**Given text:**
● ● ● ●

My wife and I have been married barely a year. We've been together for about 2.5 years. We met at 21 and both just turned 24. In the first six months we were together, we had sex multiple times a week. After that, it became once a week, twice a month, once a month, and now, ever since we got married, about every month and a half. First anniversary sex?...no. Birthday sex?...no. Valentines, Christmas...no, no. We didn't even have sex for the first two days of our honeymoon in Mexico which was directly after our wedding. I love her more than anything, but I want intimacy. Without it, I feel like we have lost a great deal of passion.
The issue has been talked about multiple times. Her usual reasons include she is tired, she hurts, she is on birth control (she refuses to get off of it), she just wants to be sweet, she is fat (she's not), and she has no desire and the thought of it disgusts her (forget about oral). She says if we would just go to bed earlier, but she watches some show or works on photos (photographer) whenever she has a free moment, usually until she gets tired and falls asleep. She actually loves it most when we sit, watch TV, and I rub her head and back. That's fine, but dang it gets boring.
I've tried backing off the subject (because she often assumes I'm shallow(she's told me straight-up)) and doing more to help her out. I l began increasing my workout intensity and got ripped to increase her attraction. I understand that birth control may be an issue, but she was on it in the beginning with no problems. Actually, most everything that is an excuse now was present before but not a problem at the time. She has said before she thought she would need to have sex more to keep me in the beginning which wasn't true and almost feels like an illusion (not implying it actually was). Granted, she works hard, but I work hard too, and stay stressed working on my Ph.D. I know I can do better at being a better husband and at being more attentative, but is anyone perfect? Oh, and my attempts are rejected 100% of the time. When we rarely do it, it is because she either wants it or feels guilty, not sure which one anymore. It is kind of emasculating to not be able to pick-up your own wife (sadly, it would be easier to pick-up a stranger).
Anyways, I'm becoming more depressed about having a relationship without passion. Also, it is messing with my head and I'm having increased trouble controlling myself because my anxiety to do good has increased because I know it will be a while before I get another chance. No male my age has posted on this thread. She now thinks I don't care about her because I'm beginning to lose my affection (fewer head and back massages, or don't hold her as much, things she considers innocent and sweet). I love her, but I'm just beginning to give up, and what's the point in being affectionate if I'm just going to get aroused and make her mad. Heck, any 24-year-old male is going to get aroused laying in bed next to a beautiful half naked woman (she even falls asleep every time after I give her full-body aka nude massages). It's like a bad joke.

● ● ● ●

**Data for analysis:**
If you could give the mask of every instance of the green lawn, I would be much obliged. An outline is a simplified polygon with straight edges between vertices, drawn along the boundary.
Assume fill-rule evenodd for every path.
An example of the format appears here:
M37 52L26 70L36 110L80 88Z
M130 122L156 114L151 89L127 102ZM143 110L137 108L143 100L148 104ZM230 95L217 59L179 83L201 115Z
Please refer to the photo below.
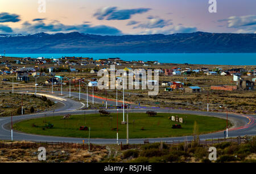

● ● ● ●

**Actions to take:**
a) Repeat the post about the marriage word for word, from "The issue has" to "it gets boring.".
b) Pick up the post about the marriage after its last sentence and keep writing it.

**Responses for each task:**
a)
The issue has been talked about multiple times. Her usual reasons include she is tired, she hurts, she is on birth control (she refuses to get off of it), she just wants to be sweet, she is fat (she's not), and she has no desire and the thought of it disgusts her (forget about oral). She says if we would just go to bed earlier, but she watches some show or works on photos (photographer) whenever she has a free moment, usually until she gets tired and falls asleep. She actually loves it most when we sit, watch TV, and I rub her head and back. That's fine, but dang it gets boring.

b)
I would love to hear any suggestions or comments. It would be nice to know that I don't have to feel like a jerk but maybe I should just respect her and find a way to be affectionate without any thought of sex.
Re: Sexless marriage: 24-years-old and married barely a year
Quote:
Originally Posted by husband1987
I've tried backing off and doing more to help her out. I lift weights and got ripped to increase her attraction. I understand that birth control may be an issue, but she was on it in the beginning with no problems. Actually, most everything that is an excuse now was present before but not an excuse.
If nothing has changed, then there is probably no particular, environmental or hormonal cause.
Quote:
Originally Posted by husband1987
She has said that she thought she would need to have sex more to keep me in the beginning which wasn't true and almost feels like a trick.
Am I reading this correctly? She used sex to lure you into marriage and now that you're hitched, she has no further use for sex? Yikes.
Quote:
Originally Posted by husband1987
Anyways, I'm becoming more depressed about having a relationship without passion. No one my age has posted on this thread.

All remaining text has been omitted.